= The data =
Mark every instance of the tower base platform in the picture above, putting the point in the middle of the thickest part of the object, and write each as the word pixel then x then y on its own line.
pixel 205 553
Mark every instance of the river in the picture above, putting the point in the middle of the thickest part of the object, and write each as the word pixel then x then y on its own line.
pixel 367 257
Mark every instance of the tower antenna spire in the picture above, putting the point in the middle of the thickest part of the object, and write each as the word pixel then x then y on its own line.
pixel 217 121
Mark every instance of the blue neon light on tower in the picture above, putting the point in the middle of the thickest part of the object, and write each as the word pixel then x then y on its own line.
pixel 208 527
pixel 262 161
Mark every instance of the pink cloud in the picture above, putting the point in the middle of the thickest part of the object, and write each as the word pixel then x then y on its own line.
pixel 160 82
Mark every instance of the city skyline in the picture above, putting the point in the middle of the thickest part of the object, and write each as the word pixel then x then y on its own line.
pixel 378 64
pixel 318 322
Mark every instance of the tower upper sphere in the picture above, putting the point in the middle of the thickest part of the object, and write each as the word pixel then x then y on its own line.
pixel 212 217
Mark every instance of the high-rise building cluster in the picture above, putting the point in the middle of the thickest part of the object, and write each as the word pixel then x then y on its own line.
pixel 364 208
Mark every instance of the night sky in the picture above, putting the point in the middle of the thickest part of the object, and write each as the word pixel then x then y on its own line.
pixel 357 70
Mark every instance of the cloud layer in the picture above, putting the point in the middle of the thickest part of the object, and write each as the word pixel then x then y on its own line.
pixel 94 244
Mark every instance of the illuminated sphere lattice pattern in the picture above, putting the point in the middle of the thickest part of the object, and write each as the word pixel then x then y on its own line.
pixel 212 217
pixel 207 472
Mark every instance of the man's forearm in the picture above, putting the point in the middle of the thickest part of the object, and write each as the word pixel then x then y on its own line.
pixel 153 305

= Request =
Return the lines beginning with the one that contains "Mark every instance of the night" and continuing through the end of the lines, reproducing them verbatim.

= Complete response =
Mark every instance of the night sky in the picture above, putting the point in the middle of the thickest part of the object, and write each as the word pixel then x then y on its own line.
pixel 357 70
Mark every instance of the cloud layer in the picture above, putting the point in the middle of the thickest part of the object, and write each as the word pixel then x then y on its own line.
pixel 94 244
Mark every instance of the illuminated sphere lattice pattern in the picture above, putting the point in the middle of the thickest part of the object, and write each as the word pixel then x then y on its own line.
pixel 212 217
pixel 207 472
Mark every instance of the man's forearm in the picture above, putting the point in the middle of the thickest part of the object, and write each as the word pixel then x then y on its own line.
pixel 153 305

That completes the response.